» **Cosa si chiede**
Prosegui il brano sul mondo musicale di fronte alla crisi sanitaria ed economica, riprendendo subito dopo la sua ultima frase.

» **Brano da leggere**

———

Lo avevamo anticipato in tempi non sospetti, perché era chiaro fin dalla prima ora: il mondo musicale sarebbe stato un contesto emblematico per leggere la crisi sanitaria ed economica attuale. Lo è per due motivi: primo, perché è inevitabilmente tra quelli più colpiti; secondo, perché è tra quelli che nel tempo ha dimostrato di avere il maggior dinamismo per adattarsi, reinventarsi e reagire ad ogni tipo di pressione. La musica non è soltanto ascolto, ma è anzitutto socializzazione: la musica è causa prima di assembramento, nella più nobile e ricca delle accezioni, e con i primi DPCM di chiusura si è assistito pertanto allo spegnimento di microfoni di enorme importanza sociale.
A distanza di poche settimane dal nostro primo allarme e dalle nostre prime proiezioni sul futuro prossimo, il mondo musicale accende i microfoni per un istante cercando di far sentire le proprie istanze.

———

» **Dati grezzi**

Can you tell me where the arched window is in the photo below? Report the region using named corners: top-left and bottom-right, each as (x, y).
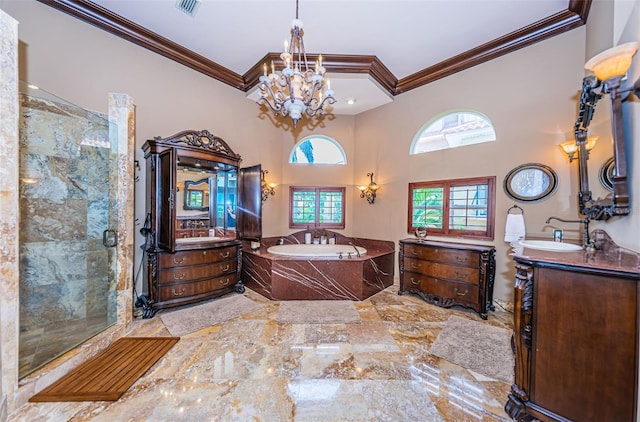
top-left (289, 135), bottom-right (347, 164)
top-left (409, 110), bottom-right (496, 155)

———

» **Risposta**
L’impatto sul mondo musicale
Il fermo delle attività ha prodotto in poche settimane effetti catastrofici sull’occupazione del settore. Se si considerano i numeri del 2019 della Fondazione Symbola, che include tutti lavoratori della “event industry” il numero di lavoratori impiegati nel 2019 era di 416.080 addetti. Questo porta il numero di persone che oggi non stanno lavorando a circa 374.000. In questo momento, dunque, a seconda delle stime, ci sono tra le 300.000 e le 380.000 persone legate al mondo dello spettacolo e della cultura che in Italia non stanno lavorando.
Un mondo estremamente variegato, che mette insieme tanto la distribuzione digitale quanto i grandi eventi, ossia i due grandi motori di introito per il comparto. Con due trend opposti: da una parte ci sono con ogni probabilità ascolti in aumento sulle piattaforme streaming (ove però il dibattito sulla redistribuzione dei diritti è in auge ormai da tempo) e dall’altra c’è il mondo degli eventi del tutto appiedato senza possibilità di ripresa in tempi brevi.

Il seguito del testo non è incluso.